- [Written exercise 1]: Rewrite the records below, substituting "central" for "innermost" wherever it occurs and leaving everything else unchanged.

- [Passage given]:
/---

There is an errata document for the original Oriental Adventures versions of many of these spells. There is also an alternative 3.5 update of the original material in a Dragon Magazine issue some time back (try around 318) by the author of OA. 

I have e-mailed some questions on some spells to WotC customer service, because it looks like they used the original un-corrected OA text for the source of some spells.


----------



## Testament (Nov 27, 2004)

I think the Cut 'n' Paste goblins attacked that book.  That's why there's so many unerrataed OA style Wu Jen spells.


----------



## Stone Angel (Nov 28, 2004)

But they get the cool scarf spell. Not stopping that thing. But I totally understand your point. 


The Seraph of Earth and Stone


----------



## Jalkain (Nov 28, 2004)

There's something of a tradition when it comes to wu jen and weaker spells, going back all the way to 1st Ed.  Originally, I think that OA was envisioned as being a slightly lower-magic setting compared to the Occidental setting.

I remember playing a 1st Ed wu jen in an Occidental campaign, and I really had to avoid too much focus on direct combat spells, because many of them were simply inferior versions of core PHB spells.  Rain of Fire and Drowsy Insects were flavourful but weak versions of Fireball and Sleep respectively, with the originals not being on the wu jen spell list (in fact, the ineffectiveness of my Rain of Fire castings became a running joke in the campaign).  In 3.x versions of the class, some more wizard spells have become available, so things have improved if anything.  However, many of the spells are conversions from the old wu jen spell list, often retained at the original spell level they had in 1st Ed.  As a result you get this inconsistency you mention.

That said, there's loads of flavour with some of these spells, and I remember coming up with some great combos (like casting Metal Skin on an opponent, followed by Magnetism on a nearby large object).  And I think that Cloud Chariot is a must have for any 'Monkey' fans out there!


----------



## Jalkain (Nov 28, 2004)

On a related note, how does Elemental Mastery work for the new wu jen?  Do you have to learn all the relevant spells (ones listed as All, plus your chosen element) to get the bonuses (as for 1st Ed), or do you simply select a element and then get bonuses automatically for those spells?


----------



## Stormrunner (Nov 28, 2004)

\---

- [Dataset content]:
/---

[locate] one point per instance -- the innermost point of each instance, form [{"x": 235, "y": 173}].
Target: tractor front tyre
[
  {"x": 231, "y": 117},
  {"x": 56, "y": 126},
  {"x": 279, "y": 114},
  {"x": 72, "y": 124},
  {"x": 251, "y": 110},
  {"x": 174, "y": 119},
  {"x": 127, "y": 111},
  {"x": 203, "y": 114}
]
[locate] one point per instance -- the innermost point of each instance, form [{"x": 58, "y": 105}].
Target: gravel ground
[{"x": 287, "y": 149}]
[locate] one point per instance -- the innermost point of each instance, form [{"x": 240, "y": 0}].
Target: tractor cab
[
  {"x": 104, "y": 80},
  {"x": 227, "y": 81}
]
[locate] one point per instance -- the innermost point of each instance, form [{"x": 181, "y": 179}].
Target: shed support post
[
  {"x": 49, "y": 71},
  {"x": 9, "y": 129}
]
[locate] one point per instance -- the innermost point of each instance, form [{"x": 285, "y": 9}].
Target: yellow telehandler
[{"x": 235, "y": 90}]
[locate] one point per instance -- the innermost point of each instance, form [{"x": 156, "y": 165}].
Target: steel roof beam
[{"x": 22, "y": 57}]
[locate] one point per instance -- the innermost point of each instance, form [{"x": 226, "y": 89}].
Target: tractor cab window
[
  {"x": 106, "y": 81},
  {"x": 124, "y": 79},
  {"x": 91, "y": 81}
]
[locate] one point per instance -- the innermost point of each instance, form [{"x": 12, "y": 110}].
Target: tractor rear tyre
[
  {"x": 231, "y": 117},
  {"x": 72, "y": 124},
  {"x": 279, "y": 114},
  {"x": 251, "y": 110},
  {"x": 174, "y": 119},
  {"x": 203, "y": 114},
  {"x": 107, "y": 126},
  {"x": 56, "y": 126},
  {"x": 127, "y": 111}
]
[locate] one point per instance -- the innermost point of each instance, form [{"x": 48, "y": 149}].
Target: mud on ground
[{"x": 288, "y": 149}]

\---

- [Written exercise 2]: List every spell mentioned by name in the forum thread above.

- [Full response 1]:
[locate] one point per instance -- the central point of each instance, form [{"x": 235, "y": 173}].
Target: tractor front tyre
[
  {"x": 231, "y": 117},
  {"x": 56, "y": 126},
  {"x": 279, "y": 114},
  {"x": 72, "y": 124},
  {"x": 251, "y": 110},
  {"x": 174, "y": 119},
  {"x": 127, "y": 111},
  {"x": 203, "y": 114}
]
[locate] one point per instance -- the central point of each instance, form [{"x": 58, "y": 105}].
Target: gravel ground
[{"x": 287, "y": 149}]
[locate] one point per instance -- the central point of each instance, form [{"x": 240, "y": 0}].
Target: tractor cab
[
  {"x": 104, "y": 80},
  {"x": 227, "y": 81}
]
[locate] one point per instance -- the central point of each instance, form [{"x": 181, "y": 179}].
Target: shed support post
[
  {"x": 49, "y": 71},
  {"x": 9, "y": 129}
]
[locate] one point per instance -- the central point of each instance, form [{"x": 285, "y": 9}].
Target: yellow telehandler
[{"x": 235, "y": 90}]
[locate] one point per instance -- the central point of each instance, form [{"x": 156, "y": 165}].
Target: steel roof beam
[{"x": 22, "y": 57}]
[locate] one point per instance -- the central point of each instance, form [{"x": 226, "y": 89}].
Target: tractor cab window
[
  {"x": 106, "y": 81},
  {"x": 124, "y": 79},
  {"x": 91, "y": 81}
]
[locate] one point per instance -- the central point of each instance, form [{"x": 12, "y": 110}].
Target: tractor rear tyre
[
  {"x": 231, "y": 117},
  {"x": 72, "y": 124},
  {"x": 279, "y": 114},
  {"x": 251, "y": 110},
  {"x": 174, "y": 119},
  {"x": 203, "y": 114},
  {"x": 107, "y": 126},
  {"x": 56, "y": 126},
  {"x": 127, "y": 111}
]
[locate] one point per instance -- the central point of each instance, form [{"x": 48, "y": 149}].
Target: mud on ground
[{"x": 288, "y": 149}]

- [Full response 2]:
Rain of Fire
Drowsy Insects
Fireball
Sleep
Metal Skin
Magnetism
Cloud Chariot